◆ **PROBLEM DESCRIPTION**:
Among the lines below, return each one that contains the word "front".

[Stored data entries]
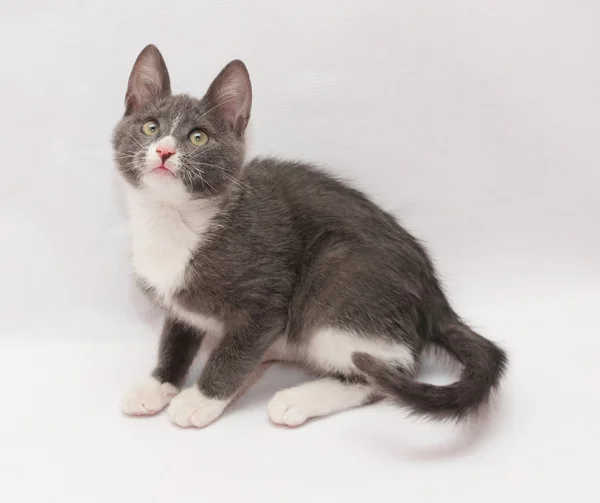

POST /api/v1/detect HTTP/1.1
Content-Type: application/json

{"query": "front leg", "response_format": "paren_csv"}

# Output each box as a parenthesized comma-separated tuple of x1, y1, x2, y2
(121, 317, 202, 416)
(168, 320, 277, 428)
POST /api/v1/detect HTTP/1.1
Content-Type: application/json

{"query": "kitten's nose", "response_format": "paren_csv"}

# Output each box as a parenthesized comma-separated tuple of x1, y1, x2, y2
(156, 146, 175, 161)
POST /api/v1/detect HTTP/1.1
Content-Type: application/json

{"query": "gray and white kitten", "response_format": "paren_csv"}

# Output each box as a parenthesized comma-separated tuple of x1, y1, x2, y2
(114, 45, 507, 428)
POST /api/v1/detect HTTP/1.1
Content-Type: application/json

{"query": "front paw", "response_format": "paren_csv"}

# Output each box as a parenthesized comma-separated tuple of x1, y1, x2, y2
(167, 387, 228, 428)
(121, 377, 178, 416)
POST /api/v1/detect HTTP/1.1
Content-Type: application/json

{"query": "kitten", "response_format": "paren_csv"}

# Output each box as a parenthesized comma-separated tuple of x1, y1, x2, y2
(114, 45, 507, 429)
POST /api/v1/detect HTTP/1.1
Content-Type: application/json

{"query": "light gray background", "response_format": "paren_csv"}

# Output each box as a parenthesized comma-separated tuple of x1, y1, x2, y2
(1, 1, 598, 501)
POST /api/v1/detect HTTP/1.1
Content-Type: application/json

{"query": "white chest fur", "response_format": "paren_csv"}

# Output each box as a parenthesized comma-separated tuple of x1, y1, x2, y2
(123, 184, 218, 303)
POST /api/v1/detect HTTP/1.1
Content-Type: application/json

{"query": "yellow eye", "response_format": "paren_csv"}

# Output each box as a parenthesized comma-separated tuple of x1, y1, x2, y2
(189, 129, 209, 146)
(142, 120, 159, 136)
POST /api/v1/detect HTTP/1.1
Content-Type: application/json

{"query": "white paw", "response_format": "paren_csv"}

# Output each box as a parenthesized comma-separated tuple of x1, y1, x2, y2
(267, 390, 310, 427)
(121, 377, 178, 416)
(167, 387, 228, 428)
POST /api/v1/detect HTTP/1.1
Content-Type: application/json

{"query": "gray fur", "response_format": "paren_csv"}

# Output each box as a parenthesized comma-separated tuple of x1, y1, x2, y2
(114, 45, 507, 422)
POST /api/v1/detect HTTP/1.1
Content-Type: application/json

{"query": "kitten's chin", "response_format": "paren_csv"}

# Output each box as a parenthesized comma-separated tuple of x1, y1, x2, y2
(141, 173, 191, 204)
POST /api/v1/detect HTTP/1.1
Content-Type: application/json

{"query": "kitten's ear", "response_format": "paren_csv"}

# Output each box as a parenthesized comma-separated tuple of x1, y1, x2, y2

◆ **ANSWER TO THE EXERCISE**:
{"query": "front leg", "response_format": "paren_csv"}
{"query": "front paw", "response_format": "paren_csv"}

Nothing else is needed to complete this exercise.